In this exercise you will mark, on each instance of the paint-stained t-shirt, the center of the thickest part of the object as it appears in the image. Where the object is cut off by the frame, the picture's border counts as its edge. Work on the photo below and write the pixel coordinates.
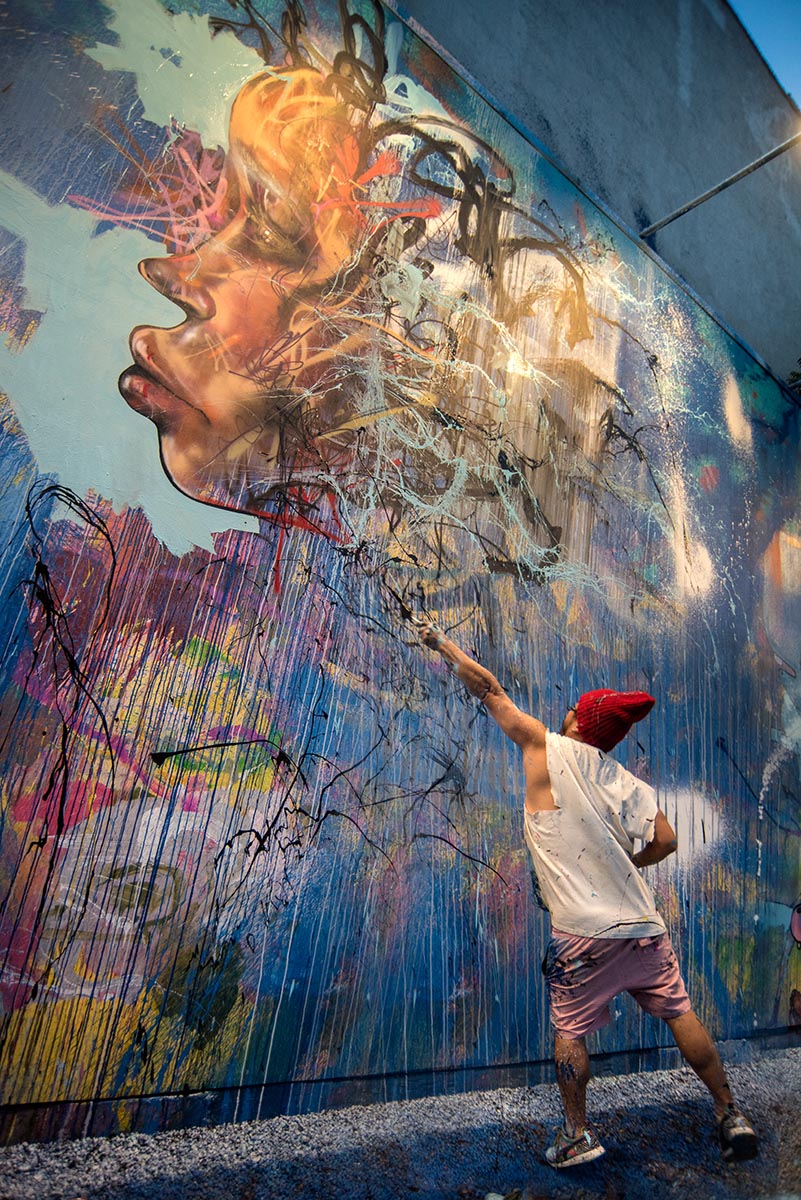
(582, 849)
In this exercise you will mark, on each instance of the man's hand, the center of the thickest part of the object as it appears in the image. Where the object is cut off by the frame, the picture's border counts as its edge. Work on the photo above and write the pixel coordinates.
(663, 843)
(429, 635)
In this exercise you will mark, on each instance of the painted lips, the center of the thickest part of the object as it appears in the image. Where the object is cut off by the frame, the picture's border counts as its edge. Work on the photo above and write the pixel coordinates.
(148, 396)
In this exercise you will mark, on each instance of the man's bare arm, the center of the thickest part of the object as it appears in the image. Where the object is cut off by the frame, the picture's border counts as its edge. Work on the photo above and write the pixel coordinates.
(662, 844)
(517, 725)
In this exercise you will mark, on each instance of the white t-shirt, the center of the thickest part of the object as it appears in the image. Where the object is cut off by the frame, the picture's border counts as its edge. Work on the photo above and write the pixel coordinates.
(582, 849)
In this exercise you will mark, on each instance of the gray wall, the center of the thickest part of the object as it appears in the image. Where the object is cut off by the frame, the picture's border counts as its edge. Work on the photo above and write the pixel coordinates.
(646, 106)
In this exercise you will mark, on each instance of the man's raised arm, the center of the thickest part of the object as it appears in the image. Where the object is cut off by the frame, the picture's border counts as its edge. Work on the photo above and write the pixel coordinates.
(517, 725)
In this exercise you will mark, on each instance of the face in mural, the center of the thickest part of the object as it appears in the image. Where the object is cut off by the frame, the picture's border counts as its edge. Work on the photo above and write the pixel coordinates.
(248, 393)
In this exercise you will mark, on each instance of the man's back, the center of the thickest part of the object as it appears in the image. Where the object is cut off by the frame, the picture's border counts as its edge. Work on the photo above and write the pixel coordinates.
(582, 846)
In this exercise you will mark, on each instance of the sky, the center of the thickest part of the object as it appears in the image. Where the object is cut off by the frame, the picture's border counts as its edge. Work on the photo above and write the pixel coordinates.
(775, 25)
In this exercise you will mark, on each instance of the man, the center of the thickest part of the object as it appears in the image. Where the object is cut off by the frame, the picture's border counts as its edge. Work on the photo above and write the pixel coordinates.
(583, 813)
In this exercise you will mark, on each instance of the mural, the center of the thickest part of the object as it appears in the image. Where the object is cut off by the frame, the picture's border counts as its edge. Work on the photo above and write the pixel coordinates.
(377, 357)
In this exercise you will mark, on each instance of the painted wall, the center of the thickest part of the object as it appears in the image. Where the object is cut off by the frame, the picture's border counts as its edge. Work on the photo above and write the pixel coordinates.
(385, 360)
(648, 106)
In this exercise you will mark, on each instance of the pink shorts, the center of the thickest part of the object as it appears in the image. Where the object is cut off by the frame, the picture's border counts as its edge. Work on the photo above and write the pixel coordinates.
(584, 973)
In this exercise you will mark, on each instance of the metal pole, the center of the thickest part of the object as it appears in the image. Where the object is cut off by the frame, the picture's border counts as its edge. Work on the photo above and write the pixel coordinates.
(721, 187)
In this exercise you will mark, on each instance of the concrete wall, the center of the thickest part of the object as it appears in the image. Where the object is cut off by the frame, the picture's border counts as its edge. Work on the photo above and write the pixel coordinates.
(648, 106)
(258, 850)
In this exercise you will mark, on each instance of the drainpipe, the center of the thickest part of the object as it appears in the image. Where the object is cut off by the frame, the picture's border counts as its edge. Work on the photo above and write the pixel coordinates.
(720, 187)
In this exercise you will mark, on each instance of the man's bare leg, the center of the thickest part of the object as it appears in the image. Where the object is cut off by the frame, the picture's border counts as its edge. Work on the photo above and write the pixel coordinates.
(572, 1075)
(700, 1053)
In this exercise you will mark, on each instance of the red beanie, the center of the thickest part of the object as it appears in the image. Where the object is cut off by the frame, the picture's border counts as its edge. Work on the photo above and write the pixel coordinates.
(606, 717)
• • • • • • •
**DIRECTIVE**. Starting at the line that contains "the drainpipe, the" and ending at the final line of the data above, give those lines as a JSON list of strings with one string per line, omitting any blank lines.

**REPLY**.
[
  "In this exercise you will mark, on each instance of the drainpipe, the center of the thickest part of the object as it appears in the image. Where the object is cut off by the frame, the picture's border counts as its edge. Work on the photo above and write the pixel coordinates.",
  "(720, 187)",
  "In this exercise you will mark, on each instance of the man's bare leg, the center of the thickest part of the object as it appears in the image. Where the object is cut off by the frame, the picture's border counts as its edge. Work on the photo above and write the pixel coordinates.",
  "(572, 1075)",
  "(700, 1053)",
  "In this exercise you will mark, on each instance of the red beanie, the center of the thickest part of the object as it appears in the image. Where the object is cut off by the frame, the picture's border counts as its edge. Work on the photo above and write the pixel coordinates.",
  "(606, 717)"
]